Short task — Copy out, word for word, everything from the very start of the rows down to and including the line that contains "column 285, row 47".

Input data —
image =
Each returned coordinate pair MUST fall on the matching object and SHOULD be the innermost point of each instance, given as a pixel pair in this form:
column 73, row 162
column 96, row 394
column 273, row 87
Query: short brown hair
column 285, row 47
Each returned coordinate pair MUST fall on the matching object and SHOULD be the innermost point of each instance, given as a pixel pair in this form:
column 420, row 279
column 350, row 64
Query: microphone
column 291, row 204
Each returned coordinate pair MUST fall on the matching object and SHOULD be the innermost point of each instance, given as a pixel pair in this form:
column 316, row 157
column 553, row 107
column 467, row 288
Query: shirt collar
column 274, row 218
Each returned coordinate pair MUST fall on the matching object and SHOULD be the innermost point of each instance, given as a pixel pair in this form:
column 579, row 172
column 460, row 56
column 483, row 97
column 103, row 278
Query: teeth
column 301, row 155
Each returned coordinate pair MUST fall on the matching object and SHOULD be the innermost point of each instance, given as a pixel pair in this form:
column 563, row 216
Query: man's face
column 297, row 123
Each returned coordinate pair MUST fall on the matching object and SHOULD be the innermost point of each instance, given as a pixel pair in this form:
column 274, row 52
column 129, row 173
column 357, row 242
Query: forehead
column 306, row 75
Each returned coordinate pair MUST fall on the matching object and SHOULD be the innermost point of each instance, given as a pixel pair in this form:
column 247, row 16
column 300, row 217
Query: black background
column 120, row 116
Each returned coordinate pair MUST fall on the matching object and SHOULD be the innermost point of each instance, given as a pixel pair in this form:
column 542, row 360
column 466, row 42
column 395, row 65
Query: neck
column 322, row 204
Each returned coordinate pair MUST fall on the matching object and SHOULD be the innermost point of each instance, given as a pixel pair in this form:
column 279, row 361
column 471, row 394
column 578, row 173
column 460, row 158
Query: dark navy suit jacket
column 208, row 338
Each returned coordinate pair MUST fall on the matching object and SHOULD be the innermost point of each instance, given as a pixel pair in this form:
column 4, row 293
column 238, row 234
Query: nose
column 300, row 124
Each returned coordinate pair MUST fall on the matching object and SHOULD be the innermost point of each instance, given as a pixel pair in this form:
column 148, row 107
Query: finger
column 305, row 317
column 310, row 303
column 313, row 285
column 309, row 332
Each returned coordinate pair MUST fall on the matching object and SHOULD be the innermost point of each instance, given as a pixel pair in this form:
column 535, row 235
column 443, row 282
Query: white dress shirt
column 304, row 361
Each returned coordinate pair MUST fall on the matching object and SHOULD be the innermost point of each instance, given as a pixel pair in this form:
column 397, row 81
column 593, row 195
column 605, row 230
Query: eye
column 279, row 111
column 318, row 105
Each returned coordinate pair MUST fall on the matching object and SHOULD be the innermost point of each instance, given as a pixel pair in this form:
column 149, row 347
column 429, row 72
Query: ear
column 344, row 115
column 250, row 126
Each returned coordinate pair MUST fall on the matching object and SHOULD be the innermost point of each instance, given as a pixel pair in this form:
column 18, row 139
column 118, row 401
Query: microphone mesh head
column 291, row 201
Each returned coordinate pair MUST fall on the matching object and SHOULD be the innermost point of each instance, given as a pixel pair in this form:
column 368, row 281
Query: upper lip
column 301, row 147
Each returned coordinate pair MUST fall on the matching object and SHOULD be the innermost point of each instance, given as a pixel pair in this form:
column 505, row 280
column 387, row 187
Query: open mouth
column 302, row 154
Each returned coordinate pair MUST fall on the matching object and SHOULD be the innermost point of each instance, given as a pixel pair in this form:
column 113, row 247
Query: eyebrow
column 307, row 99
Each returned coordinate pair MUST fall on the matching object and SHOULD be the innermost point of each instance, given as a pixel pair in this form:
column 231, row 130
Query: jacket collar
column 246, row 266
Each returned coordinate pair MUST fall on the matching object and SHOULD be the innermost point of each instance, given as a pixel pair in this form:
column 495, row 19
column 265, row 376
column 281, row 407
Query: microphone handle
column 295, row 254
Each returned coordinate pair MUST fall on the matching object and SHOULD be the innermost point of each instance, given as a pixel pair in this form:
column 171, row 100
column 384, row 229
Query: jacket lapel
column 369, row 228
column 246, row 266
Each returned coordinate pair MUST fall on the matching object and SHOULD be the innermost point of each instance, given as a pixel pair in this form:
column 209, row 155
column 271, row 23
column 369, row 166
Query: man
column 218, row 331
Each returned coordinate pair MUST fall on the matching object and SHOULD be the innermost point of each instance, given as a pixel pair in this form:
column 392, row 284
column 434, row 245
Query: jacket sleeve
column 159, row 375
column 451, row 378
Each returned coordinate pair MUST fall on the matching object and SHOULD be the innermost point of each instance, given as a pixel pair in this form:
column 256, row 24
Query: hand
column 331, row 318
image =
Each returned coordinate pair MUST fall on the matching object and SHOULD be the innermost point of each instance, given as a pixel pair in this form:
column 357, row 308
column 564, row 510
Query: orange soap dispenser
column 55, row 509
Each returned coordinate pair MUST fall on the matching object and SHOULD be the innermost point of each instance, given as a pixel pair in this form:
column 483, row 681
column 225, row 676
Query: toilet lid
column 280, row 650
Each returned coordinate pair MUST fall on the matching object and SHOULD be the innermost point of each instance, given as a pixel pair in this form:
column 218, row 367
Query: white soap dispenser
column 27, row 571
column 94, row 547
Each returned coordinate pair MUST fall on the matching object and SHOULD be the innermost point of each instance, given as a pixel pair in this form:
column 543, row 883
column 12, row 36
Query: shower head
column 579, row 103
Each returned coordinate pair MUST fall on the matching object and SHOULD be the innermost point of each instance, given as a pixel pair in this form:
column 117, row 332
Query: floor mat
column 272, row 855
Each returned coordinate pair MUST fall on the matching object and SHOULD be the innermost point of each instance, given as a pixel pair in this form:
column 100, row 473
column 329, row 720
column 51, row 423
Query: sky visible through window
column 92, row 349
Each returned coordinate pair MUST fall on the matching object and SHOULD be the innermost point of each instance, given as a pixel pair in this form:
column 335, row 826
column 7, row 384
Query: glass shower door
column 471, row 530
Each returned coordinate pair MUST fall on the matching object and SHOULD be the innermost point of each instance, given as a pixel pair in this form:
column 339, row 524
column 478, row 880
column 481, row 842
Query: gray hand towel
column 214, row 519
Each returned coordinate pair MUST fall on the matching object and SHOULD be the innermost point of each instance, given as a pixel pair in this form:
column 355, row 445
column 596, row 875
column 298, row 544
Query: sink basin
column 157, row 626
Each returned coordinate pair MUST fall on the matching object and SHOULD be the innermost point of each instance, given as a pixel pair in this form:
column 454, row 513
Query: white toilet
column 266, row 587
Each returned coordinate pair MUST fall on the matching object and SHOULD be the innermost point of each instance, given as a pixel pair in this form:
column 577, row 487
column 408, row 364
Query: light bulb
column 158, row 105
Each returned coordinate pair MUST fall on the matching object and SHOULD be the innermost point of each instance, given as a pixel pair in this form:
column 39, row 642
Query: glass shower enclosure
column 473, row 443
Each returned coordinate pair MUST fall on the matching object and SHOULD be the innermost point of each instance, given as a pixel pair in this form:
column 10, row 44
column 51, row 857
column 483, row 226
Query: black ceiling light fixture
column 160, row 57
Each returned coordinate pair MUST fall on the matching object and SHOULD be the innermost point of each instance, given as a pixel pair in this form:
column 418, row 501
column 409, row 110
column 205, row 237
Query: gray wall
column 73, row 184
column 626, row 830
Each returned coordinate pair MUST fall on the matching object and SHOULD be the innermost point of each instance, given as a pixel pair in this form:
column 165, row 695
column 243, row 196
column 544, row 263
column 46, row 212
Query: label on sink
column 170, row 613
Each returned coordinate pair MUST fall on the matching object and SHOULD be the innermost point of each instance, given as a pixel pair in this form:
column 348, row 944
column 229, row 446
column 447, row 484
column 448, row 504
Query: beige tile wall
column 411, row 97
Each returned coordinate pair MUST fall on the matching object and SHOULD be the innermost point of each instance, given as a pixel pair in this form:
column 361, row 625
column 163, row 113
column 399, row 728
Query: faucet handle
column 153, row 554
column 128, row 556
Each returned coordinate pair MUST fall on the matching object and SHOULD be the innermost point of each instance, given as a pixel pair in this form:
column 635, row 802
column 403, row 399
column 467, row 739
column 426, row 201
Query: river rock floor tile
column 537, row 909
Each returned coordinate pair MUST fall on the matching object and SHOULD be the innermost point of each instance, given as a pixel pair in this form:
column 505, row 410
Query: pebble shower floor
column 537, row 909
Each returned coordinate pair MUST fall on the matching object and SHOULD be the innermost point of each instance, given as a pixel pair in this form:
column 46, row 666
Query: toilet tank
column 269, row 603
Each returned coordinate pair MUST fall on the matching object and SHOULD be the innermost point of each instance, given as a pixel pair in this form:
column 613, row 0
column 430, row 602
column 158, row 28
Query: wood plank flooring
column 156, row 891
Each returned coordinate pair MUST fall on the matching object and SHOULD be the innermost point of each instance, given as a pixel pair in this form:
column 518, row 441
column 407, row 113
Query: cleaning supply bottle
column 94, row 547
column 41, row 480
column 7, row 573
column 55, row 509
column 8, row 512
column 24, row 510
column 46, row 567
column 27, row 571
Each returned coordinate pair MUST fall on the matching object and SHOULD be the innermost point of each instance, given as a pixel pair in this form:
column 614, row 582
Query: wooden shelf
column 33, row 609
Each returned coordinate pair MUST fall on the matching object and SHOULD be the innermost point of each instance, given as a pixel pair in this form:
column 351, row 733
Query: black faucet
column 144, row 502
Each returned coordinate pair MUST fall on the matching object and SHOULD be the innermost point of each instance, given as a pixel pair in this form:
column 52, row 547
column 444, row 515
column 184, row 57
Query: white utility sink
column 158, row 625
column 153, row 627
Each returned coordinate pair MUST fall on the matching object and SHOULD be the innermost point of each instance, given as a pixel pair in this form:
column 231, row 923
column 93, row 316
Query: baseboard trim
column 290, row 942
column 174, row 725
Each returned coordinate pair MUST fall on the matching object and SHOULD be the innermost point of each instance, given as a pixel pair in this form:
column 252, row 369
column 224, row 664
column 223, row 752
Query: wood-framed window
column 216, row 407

Result for this task —
image =
Each returned coordinate pair MUST fall on the matching object and SHOULD be the innermost point of each instance, given as a pixel pair in this form:
column 73, row 162
column 96, row 394
column 273, row 87
Query: short brown hair
column 285, row 47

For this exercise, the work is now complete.